# [Set exercise]
Reproduce the entries below verbatim, leaving out the pictures.

# [Records to process]
▬▬▬▬▬▬▬▬▬▬
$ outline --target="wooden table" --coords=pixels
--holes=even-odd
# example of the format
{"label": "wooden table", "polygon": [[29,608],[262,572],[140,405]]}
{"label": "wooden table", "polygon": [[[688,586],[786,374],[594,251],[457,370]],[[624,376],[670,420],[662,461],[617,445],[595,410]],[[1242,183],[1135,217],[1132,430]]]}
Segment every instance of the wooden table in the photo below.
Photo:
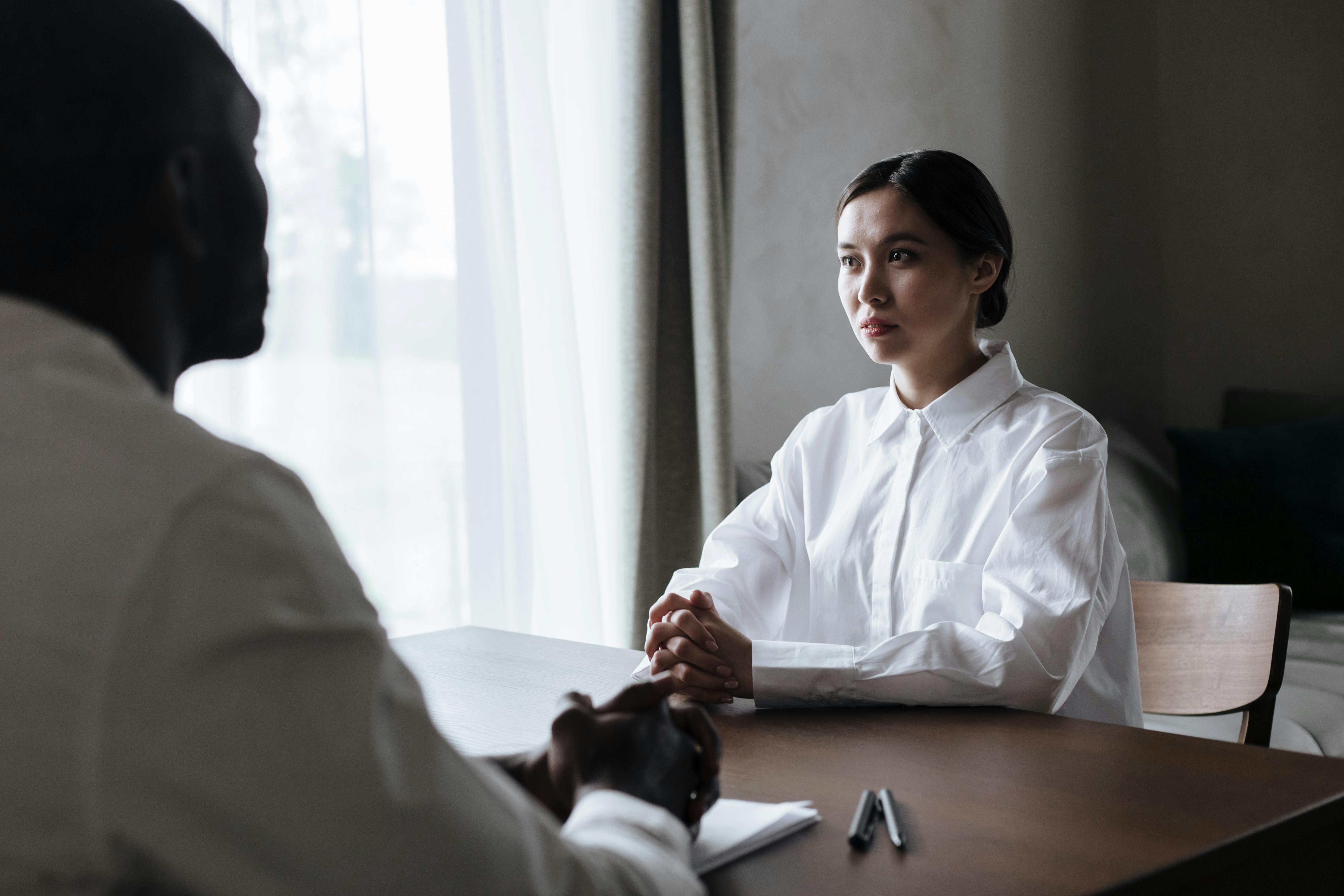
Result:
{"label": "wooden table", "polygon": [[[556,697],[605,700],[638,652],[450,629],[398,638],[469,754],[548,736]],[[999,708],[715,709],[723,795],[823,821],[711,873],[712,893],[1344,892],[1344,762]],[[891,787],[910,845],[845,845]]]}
▬▬▬▬▬▬▬▬▬▬
# [Complete output]
$ outline --target="wooden table" --coords=pixels
--holes=even-odd
# example of the format
{"label": "wooden table", "polygon": [[29,608],[262,572],[140,405]]}
{"label": "wooden table", "polygon": [[[688,586],[786,374],[594,251],[457,370]],[[624,376],[670,420],[662,461],[617,445],[595,410]],[[1242,183],[1135,217],[1132,430]]]}
Segment every instance of the wooden table in the photo below.
Photo:
Result:
{"label": "wooden table", "polygon": [[[556,697],[605,700],[638,652],[450,629],[398,638],[469,754],[548,736]],[[999,708],[715,709],[723,795],[823,821],[711,873],[712,893],[1344,892],[1344,762]],[[891,787],[910,845],[845,845]]]}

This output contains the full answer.